Saved entries:
-- Opening Marker --

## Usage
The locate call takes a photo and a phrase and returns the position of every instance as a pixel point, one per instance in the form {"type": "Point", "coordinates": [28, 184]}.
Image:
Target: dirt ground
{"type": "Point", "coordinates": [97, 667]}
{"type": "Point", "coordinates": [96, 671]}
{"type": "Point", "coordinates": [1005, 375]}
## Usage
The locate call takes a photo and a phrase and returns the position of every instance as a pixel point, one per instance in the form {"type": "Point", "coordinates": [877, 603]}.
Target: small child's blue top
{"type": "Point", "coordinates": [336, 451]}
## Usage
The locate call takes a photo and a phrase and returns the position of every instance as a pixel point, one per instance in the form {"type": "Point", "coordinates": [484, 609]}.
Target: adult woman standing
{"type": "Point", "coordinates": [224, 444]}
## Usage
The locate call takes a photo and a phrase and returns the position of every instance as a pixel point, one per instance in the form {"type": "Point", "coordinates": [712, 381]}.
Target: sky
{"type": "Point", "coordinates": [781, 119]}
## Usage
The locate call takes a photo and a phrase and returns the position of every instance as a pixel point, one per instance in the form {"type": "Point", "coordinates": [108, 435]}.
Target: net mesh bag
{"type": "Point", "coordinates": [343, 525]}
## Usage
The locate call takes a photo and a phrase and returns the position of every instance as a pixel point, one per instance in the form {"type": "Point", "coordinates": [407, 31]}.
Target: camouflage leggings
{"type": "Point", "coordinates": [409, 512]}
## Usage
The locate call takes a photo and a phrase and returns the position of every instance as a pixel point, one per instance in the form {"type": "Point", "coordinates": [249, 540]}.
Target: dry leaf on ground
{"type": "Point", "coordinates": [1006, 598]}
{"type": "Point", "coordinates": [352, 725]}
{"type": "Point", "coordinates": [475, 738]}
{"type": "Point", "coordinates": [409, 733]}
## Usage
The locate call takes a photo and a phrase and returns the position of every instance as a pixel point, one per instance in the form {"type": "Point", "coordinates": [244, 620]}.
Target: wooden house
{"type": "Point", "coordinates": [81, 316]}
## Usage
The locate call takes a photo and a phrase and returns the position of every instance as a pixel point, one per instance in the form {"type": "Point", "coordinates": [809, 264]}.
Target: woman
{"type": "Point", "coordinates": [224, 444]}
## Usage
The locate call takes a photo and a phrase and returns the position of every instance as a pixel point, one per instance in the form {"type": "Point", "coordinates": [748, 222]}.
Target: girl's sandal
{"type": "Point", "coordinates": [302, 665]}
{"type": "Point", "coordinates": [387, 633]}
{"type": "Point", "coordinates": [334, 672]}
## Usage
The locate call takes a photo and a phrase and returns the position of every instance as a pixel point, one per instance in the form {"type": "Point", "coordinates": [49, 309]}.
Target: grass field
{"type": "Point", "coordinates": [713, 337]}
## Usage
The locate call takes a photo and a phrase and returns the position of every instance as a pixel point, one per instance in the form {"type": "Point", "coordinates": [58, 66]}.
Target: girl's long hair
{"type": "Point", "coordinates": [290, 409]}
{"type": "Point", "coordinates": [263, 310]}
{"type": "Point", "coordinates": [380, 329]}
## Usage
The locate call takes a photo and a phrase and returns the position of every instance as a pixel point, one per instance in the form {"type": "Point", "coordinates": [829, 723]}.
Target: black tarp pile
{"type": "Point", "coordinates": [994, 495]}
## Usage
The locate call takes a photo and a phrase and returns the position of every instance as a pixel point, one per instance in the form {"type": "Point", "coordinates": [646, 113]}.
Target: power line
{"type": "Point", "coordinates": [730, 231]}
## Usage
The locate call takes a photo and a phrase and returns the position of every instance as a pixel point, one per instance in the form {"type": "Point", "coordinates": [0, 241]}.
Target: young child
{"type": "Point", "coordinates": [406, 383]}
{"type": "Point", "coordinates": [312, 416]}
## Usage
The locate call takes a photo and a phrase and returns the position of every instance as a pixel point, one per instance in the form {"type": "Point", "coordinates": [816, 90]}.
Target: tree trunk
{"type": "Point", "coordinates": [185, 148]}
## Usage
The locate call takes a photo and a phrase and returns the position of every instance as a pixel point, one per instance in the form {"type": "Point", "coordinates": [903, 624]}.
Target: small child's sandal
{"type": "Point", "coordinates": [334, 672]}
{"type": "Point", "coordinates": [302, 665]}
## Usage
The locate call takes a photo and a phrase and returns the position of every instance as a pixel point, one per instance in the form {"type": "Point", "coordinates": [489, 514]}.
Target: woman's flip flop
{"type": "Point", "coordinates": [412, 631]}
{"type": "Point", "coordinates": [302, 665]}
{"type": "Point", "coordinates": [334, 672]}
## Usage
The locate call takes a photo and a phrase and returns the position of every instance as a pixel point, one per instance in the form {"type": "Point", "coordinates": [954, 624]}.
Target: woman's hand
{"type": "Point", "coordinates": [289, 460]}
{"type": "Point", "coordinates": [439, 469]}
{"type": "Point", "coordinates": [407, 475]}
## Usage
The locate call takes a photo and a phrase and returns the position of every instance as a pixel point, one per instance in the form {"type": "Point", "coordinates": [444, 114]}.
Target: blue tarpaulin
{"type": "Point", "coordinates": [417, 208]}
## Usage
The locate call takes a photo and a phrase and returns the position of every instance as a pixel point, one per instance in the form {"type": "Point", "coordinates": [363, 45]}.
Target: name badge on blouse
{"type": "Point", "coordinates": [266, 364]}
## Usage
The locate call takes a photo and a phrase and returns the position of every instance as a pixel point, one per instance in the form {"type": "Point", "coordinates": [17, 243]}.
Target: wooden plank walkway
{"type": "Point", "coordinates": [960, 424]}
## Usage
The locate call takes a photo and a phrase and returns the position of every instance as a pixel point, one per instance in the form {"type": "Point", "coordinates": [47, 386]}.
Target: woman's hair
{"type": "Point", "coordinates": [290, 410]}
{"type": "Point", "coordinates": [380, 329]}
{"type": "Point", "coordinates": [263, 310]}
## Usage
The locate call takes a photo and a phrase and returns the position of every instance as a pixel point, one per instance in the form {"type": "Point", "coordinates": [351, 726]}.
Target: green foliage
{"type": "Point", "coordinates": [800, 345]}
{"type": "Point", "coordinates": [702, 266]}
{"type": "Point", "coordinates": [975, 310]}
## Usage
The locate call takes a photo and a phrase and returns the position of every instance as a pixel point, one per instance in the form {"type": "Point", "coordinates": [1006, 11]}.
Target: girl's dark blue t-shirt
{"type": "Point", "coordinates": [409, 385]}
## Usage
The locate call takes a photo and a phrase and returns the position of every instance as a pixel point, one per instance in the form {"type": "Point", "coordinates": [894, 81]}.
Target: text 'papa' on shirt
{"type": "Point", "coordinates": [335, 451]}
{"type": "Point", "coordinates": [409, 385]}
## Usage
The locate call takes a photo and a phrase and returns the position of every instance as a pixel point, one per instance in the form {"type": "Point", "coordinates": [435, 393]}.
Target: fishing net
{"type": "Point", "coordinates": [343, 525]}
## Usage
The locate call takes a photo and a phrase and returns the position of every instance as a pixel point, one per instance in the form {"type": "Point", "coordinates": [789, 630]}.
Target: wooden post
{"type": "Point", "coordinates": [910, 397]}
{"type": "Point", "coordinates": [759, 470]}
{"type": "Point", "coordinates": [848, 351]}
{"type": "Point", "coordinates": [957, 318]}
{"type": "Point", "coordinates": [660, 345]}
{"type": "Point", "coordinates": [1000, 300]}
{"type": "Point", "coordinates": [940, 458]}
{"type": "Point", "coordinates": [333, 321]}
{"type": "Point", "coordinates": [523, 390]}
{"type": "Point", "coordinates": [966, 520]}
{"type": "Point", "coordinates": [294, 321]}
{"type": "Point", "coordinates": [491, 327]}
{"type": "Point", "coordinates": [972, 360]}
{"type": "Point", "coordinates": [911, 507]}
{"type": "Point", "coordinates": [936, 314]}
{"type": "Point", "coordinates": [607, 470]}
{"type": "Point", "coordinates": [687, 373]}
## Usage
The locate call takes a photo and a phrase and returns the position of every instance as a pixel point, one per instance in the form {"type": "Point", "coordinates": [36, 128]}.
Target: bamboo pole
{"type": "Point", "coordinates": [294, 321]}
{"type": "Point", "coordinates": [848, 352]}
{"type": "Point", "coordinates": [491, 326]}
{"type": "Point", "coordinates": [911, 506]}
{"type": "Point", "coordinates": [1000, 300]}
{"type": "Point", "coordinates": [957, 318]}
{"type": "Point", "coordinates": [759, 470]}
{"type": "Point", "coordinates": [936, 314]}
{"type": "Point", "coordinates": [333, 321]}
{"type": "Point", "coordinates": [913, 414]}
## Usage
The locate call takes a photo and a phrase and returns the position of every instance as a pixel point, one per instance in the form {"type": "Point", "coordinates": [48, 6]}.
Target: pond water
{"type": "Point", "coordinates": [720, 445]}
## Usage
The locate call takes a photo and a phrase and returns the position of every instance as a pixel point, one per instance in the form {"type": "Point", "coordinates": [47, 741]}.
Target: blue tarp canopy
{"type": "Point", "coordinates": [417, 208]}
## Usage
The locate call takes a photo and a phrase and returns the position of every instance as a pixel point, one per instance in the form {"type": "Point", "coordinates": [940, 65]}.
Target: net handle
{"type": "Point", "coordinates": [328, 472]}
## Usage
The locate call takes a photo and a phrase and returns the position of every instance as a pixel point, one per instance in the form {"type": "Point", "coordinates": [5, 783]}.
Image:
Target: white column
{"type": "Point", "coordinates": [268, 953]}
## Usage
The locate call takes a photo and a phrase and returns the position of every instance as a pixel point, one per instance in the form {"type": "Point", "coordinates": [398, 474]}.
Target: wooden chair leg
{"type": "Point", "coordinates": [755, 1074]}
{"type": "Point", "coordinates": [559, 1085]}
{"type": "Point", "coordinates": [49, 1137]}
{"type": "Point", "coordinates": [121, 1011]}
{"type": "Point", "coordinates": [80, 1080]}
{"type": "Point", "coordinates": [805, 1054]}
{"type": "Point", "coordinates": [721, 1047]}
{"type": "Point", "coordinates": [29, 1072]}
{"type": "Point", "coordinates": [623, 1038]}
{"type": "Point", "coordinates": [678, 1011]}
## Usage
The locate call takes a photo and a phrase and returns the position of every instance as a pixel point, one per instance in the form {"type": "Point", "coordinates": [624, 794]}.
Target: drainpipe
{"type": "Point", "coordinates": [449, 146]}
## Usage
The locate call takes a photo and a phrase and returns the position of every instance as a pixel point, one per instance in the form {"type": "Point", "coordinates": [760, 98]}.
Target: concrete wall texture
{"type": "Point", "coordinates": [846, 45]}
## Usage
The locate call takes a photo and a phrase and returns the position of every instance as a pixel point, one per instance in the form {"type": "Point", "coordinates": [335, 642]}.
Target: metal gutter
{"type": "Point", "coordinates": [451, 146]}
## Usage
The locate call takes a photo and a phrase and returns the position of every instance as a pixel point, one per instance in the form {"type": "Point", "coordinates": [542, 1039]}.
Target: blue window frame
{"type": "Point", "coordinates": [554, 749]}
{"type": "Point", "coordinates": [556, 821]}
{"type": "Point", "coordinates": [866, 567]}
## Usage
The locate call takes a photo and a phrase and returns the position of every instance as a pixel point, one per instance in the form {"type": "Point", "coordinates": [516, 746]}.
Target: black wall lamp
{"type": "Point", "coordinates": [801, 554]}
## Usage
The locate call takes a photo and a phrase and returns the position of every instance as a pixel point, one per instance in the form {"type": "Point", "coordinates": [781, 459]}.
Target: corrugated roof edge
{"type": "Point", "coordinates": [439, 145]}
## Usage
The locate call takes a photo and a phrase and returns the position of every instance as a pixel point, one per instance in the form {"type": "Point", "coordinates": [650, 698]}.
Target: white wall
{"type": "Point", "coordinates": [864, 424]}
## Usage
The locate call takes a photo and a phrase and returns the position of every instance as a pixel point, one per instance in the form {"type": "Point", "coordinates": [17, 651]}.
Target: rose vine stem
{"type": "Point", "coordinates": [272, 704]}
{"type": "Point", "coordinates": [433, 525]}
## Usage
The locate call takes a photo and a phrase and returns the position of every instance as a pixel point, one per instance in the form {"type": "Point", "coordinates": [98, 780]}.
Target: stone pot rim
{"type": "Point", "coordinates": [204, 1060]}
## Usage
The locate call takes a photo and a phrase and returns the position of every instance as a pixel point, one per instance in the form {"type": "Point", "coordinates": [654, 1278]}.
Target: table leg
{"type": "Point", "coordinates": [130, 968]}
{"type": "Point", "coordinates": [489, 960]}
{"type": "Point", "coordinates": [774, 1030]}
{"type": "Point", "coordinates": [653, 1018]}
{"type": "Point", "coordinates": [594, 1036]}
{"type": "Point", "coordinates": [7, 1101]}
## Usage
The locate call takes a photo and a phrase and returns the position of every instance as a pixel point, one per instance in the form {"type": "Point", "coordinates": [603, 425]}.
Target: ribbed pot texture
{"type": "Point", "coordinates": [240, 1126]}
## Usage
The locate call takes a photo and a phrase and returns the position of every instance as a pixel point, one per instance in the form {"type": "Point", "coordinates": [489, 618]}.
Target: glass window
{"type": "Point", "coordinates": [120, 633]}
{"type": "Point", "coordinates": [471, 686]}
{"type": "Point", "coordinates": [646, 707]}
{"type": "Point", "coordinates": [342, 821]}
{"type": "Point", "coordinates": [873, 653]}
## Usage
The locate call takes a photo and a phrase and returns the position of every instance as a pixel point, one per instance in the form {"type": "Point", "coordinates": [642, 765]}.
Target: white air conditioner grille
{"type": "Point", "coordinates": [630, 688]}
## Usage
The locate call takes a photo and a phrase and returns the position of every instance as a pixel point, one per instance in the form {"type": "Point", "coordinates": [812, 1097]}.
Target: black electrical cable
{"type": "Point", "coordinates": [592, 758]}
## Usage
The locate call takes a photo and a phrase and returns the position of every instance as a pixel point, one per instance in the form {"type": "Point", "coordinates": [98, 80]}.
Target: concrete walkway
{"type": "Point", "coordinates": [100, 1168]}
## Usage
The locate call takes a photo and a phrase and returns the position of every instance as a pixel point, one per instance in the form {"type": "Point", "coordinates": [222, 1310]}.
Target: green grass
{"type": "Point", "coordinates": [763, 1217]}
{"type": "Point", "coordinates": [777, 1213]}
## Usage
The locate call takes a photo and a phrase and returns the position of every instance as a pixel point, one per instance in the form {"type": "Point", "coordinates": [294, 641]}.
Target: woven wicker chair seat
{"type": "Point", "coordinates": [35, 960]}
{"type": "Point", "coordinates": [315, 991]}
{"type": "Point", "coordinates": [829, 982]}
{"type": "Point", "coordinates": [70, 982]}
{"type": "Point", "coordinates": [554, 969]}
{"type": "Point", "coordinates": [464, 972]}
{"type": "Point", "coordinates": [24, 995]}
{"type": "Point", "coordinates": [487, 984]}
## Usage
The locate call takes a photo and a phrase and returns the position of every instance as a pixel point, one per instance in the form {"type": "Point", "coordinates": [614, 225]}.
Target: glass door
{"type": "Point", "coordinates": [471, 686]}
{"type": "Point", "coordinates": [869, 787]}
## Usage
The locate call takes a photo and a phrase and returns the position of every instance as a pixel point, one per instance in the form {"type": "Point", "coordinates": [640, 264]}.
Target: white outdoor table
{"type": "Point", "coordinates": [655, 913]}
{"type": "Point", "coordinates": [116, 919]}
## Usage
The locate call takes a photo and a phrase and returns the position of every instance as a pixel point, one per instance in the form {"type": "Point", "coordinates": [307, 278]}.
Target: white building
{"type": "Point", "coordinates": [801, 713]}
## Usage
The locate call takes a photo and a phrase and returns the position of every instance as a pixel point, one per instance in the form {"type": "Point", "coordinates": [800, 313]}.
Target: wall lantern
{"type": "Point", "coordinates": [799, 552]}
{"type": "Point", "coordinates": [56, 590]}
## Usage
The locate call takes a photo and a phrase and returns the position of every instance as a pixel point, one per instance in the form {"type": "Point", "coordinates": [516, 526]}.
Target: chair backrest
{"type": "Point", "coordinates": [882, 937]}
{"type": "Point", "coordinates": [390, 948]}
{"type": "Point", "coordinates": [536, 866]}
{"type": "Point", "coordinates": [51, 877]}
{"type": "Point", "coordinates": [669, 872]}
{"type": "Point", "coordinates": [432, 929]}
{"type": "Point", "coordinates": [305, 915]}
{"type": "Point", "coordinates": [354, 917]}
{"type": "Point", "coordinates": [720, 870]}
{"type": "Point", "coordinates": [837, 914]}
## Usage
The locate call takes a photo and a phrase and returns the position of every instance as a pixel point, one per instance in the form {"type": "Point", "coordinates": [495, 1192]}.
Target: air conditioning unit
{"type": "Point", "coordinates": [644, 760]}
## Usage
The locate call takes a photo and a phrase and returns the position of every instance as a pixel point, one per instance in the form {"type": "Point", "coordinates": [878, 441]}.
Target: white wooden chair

-- Closing Marker --

▸ **Your objective**: Reproduce only the lines between the line containing "Target: air conditioning unit" and the last line of the records, those two lines included, exactly.

▸ **Answer to the exercise**:
Target: air conditioning unit
{"type": "Point", "coordinates": [644, 760]}
## Usage
The locate call takes a photo and a phrase and returns the position of every instance as a pixel point, one per instance in the form {"type": "Point", "coordinates": [878, 441]}.
Target: white wooden chair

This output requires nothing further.